- **Task**: Count the lines in the records below that contain the string "balustrade". Reply with that number alone.

*-*-*

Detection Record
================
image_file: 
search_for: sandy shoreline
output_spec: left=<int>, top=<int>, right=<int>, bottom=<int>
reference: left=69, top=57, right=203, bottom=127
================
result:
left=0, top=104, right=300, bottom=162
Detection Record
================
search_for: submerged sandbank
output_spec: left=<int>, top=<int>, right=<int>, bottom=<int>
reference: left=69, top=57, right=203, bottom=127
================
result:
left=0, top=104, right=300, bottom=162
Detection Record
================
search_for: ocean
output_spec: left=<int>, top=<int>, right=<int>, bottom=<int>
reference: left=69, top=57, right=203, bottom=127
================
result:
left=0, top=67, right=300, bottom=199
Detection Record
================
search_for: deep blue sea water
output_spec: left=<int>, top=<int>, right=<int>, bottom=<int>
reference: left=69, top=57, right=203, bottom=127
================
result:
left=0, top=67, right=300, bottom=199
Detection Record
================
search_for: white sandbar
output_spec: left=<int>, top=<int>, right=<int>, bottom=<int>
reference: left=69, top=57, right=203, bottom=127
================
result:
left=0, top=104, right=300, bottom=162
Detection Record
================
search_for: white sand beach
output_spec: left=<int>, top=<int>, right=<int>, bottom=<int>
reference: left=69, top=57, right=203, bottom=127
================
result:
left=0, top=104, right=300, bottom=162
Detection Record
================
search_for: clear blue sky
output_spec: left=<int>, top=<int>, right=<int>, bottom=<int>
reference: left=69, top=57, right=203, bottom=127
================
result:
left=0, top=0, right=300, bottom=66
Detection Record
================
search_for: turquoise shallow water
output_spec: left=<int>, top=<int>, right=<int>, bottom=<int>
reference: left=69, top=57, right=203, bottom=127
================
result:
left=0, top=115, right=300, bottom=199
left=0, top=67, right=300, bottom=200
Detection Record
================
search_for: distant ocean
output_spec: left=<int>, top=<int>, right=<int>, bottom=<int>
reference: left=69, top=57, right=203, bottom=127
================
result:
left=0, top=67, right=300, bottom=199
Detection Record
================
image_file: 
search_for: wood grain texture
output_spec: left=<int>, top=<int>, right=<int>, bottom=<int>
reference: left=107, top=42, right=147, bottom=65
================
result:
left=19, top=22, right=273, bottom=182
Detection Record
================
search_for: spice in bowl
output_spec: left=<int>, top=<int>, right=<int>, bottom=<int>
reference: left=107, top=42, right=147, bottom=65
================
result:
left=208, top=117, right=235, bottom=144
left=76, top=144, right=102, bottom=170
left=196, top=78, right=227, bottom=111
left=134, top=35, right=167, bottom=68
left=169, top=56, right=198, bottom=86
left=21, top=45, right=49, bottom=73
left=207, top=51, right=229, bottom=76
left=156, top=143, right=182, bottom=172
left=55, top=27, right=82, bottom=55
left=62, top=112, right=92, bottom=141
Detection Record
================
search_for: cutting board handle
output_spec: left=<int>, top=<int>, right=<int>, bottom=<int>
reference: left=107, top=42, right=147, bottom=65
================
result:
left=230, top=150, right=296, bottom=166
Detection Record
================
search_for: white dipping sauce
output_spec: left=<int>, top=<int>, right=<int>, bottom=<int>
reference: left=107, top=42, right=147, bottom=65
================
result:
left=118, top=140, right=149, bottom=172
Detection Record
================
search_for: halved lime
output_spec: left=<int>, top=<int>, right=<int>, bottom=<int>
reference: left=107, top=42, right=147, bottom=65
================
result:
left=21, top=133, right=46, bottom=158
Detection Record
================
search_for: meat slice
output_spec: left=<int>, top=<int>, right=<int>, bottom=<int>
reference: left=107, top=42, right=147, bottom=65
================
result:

*-*-*

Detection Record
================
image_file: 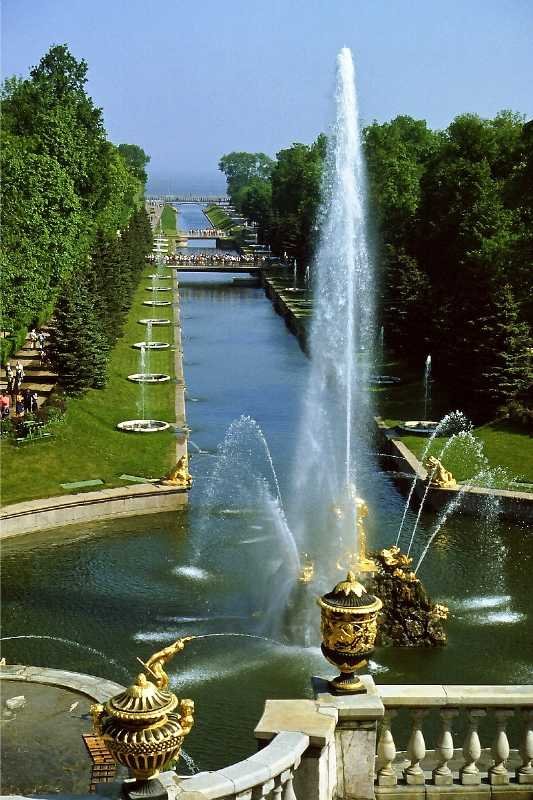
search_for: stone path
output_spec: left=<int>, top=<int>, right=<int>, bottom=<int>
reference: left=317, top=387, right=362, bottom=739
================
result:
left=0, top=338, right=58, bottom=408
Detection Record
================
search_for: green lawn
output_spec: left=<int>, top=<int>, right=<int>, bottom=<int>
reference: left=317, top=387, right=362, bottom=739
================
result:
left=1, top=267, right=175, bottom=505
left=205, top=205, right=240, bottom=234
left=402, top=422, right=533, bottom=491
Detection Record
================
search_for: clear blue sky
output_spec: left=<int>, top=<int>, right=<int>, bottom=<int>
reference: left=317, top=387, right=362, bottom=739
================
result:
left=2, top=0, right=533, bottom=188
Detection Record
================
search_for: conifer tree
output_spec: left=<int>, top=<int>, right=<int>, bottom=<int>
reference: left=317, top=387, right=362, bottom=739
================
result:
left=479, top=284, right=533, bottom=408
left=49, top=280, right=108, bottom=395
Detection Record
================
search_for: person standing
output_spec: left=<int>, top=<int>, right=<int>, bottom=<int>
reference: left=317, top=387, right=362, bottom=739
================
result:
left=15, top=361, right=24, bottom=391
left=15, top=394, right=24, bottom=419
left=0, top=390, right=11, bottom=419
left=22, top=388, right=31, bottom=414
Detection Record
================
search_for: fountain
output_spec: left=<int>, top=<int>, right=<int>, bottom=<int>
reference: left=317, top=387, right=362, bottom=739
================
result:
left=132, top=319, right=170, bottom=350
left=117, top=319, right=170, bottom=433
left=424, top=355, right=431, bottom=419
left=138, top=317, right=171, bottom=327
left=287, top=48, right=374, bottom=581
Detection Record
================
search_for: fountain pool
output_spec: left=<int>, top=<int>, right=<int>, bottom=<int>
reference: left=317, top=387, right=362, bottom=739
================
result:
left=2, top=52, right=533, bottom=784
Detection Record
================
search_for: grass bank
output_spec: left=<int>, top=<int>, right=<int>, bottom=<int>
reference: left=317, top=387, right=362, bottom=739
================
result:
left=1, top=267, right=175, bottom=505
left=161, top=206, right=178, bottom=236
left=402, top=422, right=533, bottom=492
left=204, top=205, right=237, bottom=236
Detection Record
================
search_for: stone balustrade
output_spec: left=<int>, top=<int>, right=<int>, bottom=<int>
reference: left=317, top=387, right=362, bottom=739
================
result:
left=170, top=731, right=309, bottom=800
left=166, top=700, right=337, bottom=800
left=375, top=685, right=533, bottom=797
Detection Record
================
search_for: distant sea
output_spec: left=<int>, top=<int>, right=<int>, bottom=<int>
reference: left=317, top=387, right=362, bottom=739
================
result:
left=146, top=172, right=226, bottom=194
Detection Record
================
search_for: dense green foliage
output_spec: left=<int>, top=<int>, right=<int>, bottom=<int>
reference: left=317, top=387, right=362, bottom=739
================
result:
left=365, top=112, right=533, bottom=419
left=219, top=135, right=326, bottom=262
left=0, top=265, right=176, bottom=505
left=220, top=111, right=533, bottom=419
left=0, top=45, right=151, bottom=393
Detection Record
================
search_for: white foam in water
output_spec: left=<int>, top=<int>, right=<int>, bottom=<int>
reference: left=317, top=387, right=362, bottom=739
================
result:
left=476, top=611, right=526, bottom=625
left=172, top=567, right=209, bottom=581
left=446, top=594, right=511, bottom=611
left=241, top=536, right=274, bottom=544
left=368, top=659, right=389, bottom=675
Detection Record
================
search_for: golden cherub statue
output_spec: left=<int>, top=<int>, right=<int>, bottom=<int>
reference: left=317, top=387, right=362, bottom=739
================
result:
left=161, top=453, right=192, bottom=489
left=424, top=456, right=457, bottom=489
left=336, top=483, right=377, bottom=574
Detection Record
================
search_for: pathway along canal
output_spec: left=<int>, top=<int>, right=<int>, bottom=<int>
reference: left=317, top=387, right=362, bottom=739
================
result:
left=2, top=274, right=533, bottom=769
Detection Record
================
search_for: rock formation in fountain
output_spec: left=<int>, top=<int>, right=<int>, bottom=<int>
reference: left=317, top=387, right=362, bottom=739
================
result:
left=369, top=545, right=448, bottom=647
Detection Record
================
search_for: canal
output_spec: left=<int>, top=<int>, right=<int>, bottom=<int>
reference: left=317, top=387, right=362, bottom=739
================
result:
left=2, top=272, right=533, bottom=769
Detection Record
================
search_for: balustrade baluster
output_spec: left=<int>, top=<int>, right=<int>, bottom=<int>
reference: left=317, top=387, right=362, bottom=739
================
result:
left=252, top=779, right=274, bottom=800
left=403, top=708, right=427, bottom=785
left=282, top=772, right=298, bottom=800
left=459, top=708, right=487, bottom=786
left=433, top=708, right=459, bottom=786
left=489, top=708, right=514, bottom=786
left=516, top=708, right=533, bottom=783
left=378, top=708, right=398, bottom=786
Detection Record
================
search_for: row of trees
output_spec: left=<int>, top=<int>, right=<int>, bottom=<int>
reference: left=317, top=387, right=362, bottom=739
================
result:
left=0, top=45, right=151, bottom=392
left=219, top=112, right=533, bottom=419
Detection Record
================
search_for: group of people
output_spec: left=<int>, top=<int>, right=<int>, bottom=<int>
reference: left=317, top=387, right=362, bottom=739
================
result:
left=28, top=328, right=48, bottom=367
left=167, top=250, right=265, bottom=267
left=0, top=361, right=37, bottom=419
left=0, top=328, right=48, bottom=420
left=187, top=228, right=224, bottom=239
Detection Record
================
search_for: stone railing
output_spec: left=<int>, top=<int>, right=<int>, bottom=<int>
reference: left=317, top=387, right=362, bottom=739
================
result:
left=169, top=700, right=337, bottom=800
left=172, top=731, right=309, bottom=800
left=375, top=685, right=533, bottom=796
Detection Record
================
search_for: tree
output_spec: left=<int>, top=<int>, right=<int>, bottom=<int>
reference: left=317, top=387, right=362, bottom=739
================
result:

*-*-*

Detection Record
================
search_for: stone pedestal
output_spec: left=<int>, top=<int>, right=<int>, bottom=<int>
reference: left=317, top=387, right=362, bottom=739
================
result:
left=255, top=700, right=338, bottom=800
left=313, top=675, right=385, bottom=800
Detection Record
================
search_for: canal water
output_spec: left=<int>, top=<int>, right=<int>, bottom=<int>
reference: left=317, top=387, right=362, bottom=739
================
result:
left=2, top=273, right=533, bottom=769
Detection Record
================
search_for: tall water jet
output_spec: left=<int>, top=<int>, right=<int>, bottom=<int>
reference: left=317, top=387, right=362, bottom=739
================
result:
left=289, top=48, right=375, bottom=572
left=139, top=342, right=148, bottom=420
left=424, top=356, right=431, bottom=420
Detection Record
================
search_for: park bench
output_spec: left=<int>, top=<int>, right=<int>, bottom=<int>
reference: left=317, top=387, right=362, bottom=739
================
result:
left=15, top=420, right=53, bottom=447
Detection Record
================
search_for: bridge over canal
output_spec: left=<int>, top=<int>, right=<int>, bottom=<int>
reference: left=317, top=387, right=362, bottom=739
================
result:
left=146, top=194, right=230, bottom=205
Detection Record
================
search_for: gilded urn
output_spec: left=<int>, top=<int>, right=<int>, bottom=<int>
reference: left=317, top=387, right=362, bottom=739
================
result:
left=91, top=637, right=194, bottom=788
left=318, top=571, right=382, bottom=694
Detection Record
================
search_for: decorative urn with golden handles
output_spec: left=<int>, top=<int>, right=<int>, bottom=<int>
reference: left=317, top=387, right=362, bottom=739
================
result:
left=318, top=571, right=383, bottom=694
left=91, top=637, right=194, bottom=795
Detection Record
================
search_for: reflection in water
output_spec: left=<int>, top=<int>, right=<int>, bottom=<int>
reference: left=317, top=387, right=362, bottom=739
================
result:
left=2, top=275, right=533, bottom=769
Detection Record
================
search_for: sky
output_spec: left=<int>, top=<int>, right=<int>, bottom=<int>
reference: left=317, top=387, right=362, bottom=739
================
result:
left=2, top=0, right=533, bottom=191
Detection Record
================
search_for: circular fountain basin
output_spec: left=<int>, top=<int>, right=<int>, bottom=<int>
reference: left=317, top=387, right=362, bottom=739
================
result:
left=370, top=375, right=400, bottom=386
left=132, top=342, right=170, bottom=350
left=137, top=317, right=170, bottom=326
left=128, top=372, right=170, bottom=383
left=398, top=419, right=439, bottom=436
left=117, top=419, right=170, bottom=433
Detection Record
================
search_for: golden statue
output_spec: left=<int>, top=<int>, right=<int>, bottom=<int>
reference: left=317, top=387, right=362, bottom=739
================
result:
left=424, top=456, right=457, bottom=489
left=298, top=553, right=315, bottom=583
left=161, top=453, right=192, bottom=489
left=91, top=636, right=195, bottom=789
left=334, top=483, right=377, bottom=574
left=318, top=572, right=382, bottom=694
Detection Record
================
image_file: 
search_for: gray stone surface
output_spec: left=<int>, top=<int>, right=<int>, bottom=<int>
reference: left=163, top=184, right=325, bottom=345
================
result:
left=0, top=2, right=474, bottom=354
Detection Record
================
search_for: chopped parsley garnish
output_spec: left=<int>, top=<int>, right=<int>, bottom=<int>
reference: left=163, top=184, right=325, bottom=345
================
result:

*-*-*

- **Correct result**: 2